> [CONJUNTO DE EXERCÍCIOS]
[1] Traduza para o inglês a seguinte frase do texto sobre a Balaiada: "A serra da Ibiapaba, longe de ser uma barreira entre os territórios de Ceará e Piauí, era a ponte que conectava os dois espaços."
[2] Prossiga com a redação do texto sobre a Balaiada, dando sequência a partir da última frase apresentada.

> [TEXTO FORNECIDO]
>>>>

Revista Impressões Rebeldes

INDESTRUTÍVEL BALAIADA

Enquanto as elites dirigentes do Império se estruturaram no século XIX, indígenas e habitantes das matas lutavam contra os ricos e poderosos. A serra da Ibiapaba foi o cenário de resistências multiétnicas

Na fronteira entre Piauí e Ceará, as matas da serra da Ibiapaba serviam de refúgio e espaço da guerrilha de indígenas e grupos populares na Balaiada. Imagem atual da serra, disponível em: https://shre.ink/licensed-image
21 de dezembro 2023 Ano 11, n. 2 (jul-dez), 2023

João Paulo Peixoto Costa

é doutor em História Social pela Unicamp, professor do Instituto Federal do Piauí e do PROFHISTÓRIA da UESPI. Autor da tese, publicada no livro Na lei e na guerra: políticas indígenas e indigenistas no Ceará (1798-1845). Teresina: EDUFPI, 2018.

A serra da Ibiapaba, longe de ser uma barreira entre os territórios de Ceará e Piauí, era a ponte que conectava os dois espaços. Desde o início da conquista portuguesa no século XVII, o histórico de migrações e campanhas militares é longo. Já na virada para o  Oitocentos, a carestia e os pesados impostos no Ceará fizeram com que muitos indígenas de Vila Viçosa, São Pedro de Baepina (Ibiapina) e São Benedito, localizados na serra, migrassem para o lado piauiense. Anos depois, no contexto da independência do Brasil, os indígenas da Ibiapaba foram recrutados para enfrentar possíveis investidas de forças portuguesas no Piauí. Juntos a outros grupos étnicos e sociais, protagonizaram saques às propriedades de quem identificavam como partidários da união com Portugal, os chamados “corcundas”. Na verdade, bastava ser rico para ser apontado como tal.

<<<<

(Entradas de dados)
>>>>

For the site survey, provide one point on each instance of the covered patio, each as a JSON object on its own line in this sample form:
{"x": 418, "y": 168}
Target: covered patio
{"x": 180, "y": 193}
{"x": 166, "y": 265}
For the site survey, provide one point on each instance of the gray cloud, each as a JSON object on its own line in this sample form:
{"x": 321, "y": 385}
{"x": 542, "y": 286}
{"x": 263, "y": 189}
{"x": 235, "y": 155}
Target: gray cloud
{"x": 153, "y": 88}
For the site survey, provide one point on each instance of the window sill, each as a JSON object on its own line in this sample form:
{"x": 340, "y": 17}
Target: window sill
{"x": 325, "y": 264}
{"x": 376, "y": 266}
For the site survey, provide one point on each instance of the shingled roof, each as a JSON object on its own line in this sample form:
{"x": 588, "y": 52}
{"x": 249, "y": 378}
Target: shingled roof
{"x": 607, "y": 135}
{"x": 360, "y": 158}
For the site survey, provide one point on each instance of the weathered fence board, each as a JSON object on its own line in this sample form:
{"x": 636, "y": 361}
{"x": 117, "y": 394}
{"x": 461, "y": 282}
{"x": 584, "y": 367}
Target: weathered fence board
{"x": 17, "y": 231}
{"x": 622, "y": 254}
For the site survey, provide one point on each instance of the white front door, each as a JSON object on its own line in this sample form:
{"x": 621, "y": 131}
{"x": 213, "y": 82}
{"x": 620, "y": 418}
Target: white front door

<<<<
>>>>

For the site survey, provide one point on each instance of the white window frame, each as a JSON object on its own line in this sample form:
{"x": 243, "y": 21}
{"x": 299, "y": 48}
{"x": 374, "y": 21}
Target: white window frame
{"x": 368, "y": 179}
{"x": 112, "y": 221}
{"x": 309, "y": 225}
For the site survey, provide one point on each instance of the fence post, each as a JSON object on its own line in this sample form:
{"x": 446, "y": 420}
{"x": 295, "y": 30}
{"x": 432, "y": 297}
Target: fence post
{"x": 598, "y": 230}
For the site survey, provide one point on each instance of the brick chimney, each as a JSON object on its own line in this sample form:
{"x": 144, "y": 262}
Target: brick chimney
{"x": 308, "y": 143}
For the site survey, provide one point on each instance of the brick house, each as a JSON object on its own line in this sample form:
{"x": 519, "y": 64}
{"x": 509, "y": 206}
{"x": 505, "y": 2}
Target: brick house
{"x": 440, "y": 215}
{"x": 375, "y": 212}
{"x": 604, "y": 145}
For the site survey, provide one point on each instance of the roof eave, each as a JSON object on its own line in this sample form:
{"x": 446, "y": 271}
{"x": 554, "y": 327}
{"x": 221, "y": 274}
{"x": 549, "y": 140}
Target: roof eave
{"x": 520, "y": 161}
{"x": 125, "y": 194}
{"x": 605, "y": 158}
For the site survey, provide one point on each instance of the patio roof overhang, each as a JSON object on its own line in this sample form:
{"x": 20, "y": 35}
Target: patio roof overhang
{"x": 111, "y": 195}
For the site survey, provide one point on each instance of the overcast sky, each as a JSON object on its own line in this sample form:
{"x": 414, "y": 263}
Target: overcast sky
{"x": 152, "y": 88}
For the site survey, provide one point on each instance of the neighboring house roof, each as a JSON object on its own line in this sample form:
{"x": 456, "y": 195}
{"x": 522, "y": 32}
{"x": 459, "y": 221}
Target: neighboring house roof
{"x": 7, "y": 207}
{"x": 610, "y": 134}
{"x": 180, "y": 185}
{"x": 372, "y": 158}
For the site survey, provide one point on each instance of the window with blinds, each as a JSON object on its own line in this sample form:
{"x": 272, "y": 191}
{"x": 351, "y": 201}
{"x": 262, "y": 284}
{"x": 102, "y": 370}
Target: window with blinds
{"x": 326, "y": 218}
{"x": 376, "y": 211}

<<<<

> [RESPOSTAS DAS TAREFAS]
[1] The Ibiapaba mountain range, far from being a barrier between the territories of Ceará and Piauí, was the bridge that connected the two spaces.

[2]
A todos esses grupos diferentes, a elite proprietária era uma inimiga comum. Foi contra ela que muitos subalternos combateram após ser debelada a Confederação do Equador de 1824, o que se seguiu por boa parte da década de 1820. Após 1831, com a abdicação de D. Pedro I e o início do período Regencial, se iniciou uma impetuosa investida do Império contra esses grupos. Com o fortalecimento do poder das elites provinciais após o Ato Adicional à Constituição de 1834, muitas regiões do Brasil começaram uma violenta política de controle social dos mais pobres, com combate à vadiagem, arregimentação de mão de obra e recrutamentos forçados ao exército.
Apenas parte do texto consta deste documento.